## AIM A:
Repeat the rows below word for word, covering the stretch from the line that contains "Please, can you tell me where the dirt" through the final row, with both ends included.

## QUOTED PASSAGE:

══════════════════════════════

PYTHON.3 serialization protocol

Documentation for PYTHON.3_serialization_protocol from the Dspex repository.

Task: PYTHON.3 - Serialization Protocol

Context

You are implementing the serialization protocol for efficient data exchange between Elixir and Python processes. This protocol must handle complex data types, maintain type fidelity, and optimize for performance.

Required Reading

1. Snakepit Protocol Documentation

File: /home/home/p/g/n/dspex/snakepit/README.md
- Lines 451-470: Port communication details
- Binary protocol with 4-byte length headers

2. Bridge Protocol Implementation

File: Look for protocol examples in Snakepit
- Message format patterns
- Error handling in protocol

3. Architecture Serialization Requirements

File: /home/home/p/g/n/dspex/docs/specs/dspex_cognitive_orchestration/01_CORE_ARCHITECTURE.md
- Protocol flexibility section
- Support for JSON, MessagePack, Arrow

4. Python Bridge Module

File: /home/home/p/g/n/dspex/lib/dspex/python/bridge.ex
- Current serialization approach
- Type conversion patterns

5. ML Type Requirements

File: /home/home/p/g/n/dspex/docs/LIBSTAGING_PATTERNS_FOR_COGNITIVE_ORCHESTRATION.md
- Lines 97-113: ML-specific types
- Embeddings, tensors, probabilities

Implementation Requirements

Protocol Module Structure

defmodule DSPex.Python.Protocol do
  @moduledoc """
  Serialization protocol for Elixir-Python communication
  """

══════════════════════════════

## INPUT FOR THIS TASK:
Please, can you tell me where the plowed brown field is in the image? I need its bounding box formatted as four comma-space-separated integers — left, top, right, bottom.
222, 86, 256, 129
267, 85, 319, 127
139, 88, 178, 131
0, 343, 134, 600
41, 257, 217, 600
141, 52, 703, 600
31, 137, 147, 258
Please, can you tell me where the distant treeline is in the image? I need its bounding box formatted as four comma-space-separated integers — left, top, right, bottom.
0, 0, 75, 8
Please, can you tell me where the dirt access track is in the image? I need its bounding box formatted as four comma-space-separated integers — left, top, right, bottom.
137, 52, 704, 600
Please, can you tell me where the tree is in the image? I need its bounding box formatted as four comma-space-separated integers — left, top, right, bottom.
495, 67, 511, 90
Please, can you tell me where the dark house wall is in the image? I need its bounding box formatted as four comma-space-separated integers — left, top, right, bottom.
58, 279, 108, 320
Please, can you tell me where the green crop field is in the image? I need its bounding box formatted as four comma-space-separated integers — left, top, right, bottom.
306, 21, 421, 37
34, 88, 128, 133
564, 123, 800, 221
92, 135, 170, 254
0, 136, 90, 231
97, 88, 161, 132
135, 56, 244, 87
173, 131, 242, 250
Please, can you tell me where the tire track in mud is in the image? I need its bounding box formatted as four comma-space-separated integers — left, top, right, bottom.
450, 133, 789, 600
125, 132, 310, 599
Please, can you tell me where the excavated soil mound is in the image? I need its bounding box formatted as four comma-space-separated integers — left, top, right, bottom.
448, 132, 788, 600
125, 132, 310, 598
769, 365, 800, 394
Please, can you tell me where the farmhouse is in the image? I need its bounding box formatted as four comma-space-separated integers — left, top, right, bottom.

══════════════════════════════

## AIM B:
Copy out the stretch of the serialization protocol page from "Task: PYTHON.3 - Serialization" through "optimize for performance.", character for character.

## EXPECTED ANSWER A:
Please, can you tell me where the dirt access track is in the image? I need its bounding box formatted as four comma-space-separated integers — left, top, right, bottom.
137, 52, 704, 600
Please, can you tell me where the tree is in the image? I need its bounding box formatted as four comma-space-separated integers — left, top, right, bottom.
495, 67, 511, 90
Please, can you tell me where the dark house wall is in the image? I need its bounding box formatted as four comma-space-separated integers — left, top, right, bottom.
58, 279, 108, 320
Please, can you tell me where the green crop field is in the image? I need its bounding box formatted as four comma-space-separated integers — left, top, right, bottom.
306, 21, 421, 37
34, 88, 128, 133
564, 123, 800, 221
92, 135, 170, 254
0, 136, 90, 231
97, 88, 161, 132
135, 56, 244, 87
173, 131, 242, 250
Please, can you tell me where the tire track in mud is in the image? I need its bounding box formatted as four comma-space-separated integers — left, top, right, bottom.
450, 133, 789, 600
125, 132, 310, 599
Please, can you tell me where the excavated soil mound is in the image? I need its bounding box formatted as four comma-space-separated integers — left, top, right, bottom.
448, 132, 788, 600
125, 132, 310, 598
769, 365, 800, 394
Please, can you tell me where the farmhouse is in the image? I need its bounding box formatted as four comma-space-separated integers — left, top, right, bottom.

## EXPECTED ANSWER B:
Task: PYTHON.3 - Serialization Protocol

Context

You are implementing the serialization protocol for efficient data exchange between Elixir and Python processes. This protocol must handle complex data types, maintain type fidelity, and optimize for performance.